• _TASK_
Answer these about the passage on pre-certification discovery below, one answer per line:
(a) Which case is cited first for the point that some discovery must come before class certification?
(b) Within whose discretion do limits on pre-certification discovery fall?
(c) The requirements of which rule must the plaintiffs' evidence meet?

___ SELECTED TEXT

Obviously, some discovery is necessary prior to a determination of class certification. National Organization for Women v. Sperry Rand Corp., 88 F.R.D. 272, 276 (D.Conn.1980); see also, East Texas Motor Freight System, Inc. v. Rodriguez, 431 U.S. 395, 405-06, 97 S.Ct. 1891, 1897-98, 52 L.Ed.2d 453 (1977). However, the recognized need for pre-certification discovery is subject to limitations which may be imposed [305]*305by the court, and any such limitations are within the sound discretion of the court. National Organization for Women, 88 F.R.D. at 277; Chateau de Ville Productions, Inc. v. Tams-Witmark Music Library, Inc., 586 F.2d 962, 966 (2d Cir.1978). The discovery which is permitted should be sufficiently broad that the plaintiffs have a fair and realistic opportunity to obtain evidence which will meet the requirements of Rule 23, yet not so broad that the discovery efforts present an undue burden to the defendant. National Organization for Women, 88 F.R.D. at 277. “Discovery is not to be used as a weapon, nor must discovery on the merits be completed precedent to class certification.” Id.

______
___ MATERIAL

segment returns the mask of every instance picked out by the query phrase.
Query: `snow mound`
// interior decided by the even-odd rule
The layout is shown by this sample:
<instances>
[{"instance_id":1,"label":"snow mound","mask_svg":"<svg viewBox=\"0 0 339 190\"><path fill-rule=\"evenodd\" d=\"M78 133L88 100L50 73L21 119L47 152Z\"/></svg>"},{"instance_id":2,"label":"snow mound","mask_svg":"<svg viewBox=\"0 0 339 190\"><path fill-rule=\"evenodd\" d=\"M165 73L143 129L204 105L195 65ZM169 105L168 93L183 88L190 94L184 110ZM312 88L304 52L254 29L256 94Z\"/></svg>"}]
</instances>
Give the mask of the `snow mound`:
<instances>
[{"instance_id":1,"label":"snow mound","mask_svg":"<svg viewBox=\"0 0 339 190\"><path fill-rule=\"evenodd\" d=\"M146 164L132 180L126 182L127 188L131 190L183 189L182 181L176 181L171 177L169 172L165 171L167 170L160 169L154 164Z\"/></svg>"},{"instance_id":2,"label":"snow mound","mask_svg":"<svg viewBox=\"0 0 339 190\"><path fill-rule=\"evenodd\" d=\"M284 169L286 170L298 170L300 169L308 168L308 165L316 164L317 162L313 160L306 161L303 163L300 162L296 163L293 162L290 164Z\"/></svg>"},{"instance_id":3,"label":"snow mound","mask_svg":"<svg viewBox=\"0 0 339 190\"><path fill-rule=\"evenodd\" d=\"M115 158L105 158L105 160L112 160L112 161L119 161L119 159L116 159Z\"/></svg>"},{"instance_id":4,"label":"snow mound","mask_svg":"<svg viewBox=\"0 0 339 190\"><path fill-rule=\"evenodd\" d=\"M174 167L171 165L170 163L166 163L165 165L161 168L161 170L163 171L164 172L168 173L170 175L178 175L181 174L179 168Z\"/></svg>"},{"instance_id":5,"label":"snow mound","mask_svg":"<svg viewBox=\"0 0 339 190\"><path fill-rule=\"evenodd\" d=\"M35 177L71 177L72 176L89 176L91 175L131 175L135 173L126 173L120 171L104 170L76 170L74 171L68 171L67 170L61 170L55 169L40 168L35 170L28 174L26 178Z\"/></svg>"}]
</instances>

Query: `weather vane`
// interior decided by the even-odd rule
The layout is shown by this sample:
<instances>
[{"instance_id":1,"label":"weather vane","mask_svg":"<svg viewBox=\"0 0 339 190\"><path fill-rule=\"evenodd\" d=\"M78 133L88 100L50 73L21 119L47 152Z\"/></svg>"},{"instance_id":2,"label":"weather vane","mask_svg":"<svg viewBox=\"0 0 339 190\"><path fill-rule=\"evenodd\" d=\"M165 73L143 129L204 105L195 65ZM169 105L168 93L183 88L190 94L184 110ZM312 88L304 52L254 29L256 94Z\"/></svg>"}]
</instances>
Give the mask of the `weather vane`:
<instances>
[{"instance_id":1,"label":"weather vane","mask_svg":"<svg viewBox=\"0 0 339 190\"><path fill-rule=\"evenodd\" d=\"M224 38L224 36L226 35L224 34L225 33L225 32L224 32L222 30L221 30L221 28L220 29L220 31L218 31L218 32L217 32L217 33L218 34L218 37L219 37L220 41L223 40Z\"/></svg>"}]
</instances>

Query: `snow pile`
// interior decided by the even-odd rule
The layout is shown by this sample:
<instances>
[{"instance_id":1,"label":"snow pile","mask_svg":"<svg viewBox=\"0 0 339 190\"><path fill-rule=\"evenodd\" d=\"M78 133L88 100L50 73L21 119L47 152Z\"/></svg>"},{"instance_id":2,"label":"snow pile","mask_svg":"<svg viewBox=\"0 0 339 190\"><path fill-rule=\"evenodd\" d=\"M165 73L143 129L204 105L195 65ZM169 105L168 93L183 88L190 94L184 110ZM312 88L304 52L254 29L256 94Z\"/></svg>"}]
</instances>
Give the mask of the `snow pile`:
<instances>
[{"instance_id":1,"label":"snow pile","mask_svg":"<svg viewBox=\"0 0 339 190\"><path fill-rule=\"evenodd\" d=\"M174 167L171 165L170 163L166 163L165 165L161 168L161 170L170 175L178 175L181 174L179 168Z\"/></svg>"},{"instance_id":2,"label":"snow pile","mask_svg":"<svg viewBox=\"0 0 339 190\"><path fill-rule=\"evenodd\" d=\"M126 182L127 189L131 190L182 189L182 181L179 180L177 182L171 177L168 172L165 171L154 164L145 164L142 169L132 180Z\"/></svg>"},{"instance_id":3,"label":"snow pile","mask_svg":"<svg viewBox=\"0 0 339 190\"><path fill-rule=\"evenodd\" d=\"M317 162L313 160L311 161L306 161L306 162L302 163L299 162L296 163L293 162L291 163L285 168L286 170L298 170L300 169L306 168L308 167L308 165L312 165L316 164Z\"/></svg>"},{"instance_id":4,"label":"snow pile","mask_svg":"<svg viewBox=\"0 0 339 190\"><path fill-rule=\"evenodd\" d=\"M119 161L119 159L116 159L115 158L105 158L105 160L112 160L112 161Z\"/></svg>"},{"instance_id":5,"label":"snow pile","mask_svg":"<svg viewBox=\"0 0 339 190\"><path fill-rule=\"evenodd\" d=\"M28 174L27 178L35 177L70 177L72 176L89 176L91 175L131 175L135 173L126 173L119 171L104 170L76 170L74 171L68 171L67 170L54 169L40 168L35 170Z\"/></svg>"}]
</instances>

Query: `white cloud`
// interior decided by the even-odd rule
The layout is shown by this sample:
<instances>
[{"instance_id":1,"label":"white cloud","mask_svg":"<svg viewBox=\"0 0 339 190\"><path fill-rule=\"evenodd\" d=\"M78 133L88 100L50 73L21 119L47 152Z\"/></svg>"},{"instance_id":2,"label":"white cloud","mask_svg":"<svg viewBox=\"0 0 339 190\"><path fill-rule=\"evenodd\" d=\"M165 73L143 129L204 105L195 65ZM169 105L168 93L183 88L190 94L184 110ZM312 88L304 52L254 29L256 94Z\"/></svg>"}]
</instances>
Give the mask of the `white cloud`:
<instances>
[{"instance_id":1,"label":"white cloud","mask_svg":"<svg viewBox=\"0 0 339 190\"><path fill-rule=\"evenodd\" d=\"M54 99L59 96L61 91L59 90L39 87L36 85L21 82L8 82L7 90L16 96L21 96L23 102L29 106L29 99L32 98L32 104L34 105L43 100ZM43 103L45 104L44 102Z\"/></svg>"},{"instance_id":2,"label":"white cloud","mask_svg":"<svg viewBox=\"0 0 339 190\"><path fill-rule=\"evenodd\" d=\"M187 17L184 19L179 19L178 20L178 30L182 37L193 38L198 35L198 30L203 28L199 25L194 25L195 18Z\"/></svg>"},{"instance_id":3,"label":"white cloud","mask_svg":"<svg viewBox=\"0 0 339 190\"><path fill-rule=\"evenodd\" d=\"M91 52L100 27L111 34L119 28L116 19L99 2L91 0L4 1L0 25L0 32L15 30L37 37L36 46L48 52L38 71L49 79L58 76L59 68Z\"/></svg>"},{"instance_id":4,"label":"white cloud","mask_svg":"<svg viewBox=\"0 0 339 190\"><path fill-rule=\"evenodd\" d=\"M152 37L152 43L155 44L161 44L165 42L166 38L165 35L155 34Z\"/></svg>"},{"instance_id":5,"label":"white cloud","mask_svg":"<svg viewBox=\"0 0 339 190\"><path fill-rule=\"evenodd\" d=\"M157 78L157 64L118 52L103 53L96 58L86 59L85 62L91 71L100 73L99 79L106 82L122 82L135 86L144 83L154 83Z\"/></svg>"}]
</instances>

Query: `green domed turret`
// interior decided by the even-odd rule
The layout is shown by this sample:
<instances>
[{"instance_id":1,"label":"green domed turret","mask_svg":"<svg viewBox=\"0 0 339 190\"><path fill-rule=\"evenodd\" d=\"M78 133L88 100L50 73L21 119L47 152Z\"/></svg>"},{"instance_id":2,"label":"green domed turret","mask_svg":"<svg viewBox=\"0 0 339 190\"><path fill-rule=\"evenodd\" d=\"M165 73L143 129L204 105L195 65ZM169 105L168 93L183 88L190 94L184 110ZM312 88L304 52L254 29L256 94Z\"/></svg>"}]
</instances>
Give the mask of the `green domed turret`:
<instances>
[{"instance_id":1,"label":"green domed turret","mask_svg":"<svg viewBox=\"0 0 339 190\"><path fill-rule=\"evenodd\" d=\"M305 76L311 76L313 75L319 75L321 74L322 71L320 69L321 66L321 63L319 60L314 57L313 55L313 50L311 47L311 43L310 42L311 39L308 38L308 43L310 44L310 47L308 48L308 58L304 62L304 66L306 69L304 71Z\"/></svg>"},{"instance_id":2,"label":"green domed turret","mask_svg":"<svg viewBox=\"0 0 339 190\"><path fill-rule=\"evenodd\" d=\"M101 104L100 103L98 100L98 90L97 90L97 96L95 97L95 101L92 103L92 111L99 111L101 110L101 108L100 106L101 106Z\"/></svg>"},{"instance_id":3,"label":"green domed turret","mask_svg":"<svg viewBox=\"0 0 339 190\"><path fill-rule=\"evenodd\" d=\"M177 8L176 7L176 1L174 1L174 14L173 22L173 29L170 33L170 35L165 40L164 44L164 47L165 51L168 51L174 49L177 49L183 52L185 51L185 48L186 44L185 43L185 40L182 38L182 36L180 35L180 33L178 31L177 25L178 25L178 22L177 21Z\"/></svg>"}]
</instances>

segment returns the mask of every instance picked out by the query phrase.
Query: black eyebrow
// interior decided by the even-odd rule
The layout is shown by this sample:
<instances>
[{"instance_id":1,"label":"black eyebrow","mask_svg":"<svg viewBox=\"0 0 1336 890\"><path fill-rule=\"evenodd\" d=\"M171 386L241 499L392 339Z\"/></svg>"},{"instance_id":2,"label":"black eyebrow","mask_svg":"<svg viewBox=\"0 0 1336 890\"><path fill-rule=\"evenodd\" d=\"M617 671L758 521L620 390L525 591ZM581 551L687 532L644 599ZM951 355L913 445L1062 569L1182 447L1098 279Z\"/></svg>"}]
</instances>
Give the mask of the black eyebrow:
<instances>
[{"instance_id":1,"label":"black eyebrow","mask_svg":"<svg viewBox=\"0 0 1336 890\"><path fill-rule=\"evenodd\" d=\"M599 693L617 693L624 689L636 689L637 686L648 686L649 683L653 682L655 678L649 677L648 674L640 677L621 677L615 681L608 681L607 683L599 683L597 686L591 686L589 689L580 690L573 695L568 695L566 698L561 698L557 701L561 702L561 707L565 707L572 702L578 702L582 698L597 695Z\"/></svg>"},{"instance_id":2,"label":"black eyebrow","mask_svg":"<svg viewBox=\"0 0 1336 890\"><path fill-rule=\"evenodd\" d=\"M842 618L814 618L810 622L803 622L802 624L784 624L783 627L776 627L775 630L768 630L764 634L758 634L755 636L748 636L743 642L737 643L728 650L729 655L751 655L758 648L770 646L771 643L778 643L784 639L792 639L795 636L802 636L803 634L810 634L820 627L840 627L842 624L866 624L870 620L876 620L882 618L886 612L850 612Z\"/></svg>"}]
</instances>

______

• _ANSWER TO THIS EXERCISE_
(a) National Organization for Women v. Sperry Rand Corp.
(b) The sound discretion of the court
(c) Rule 23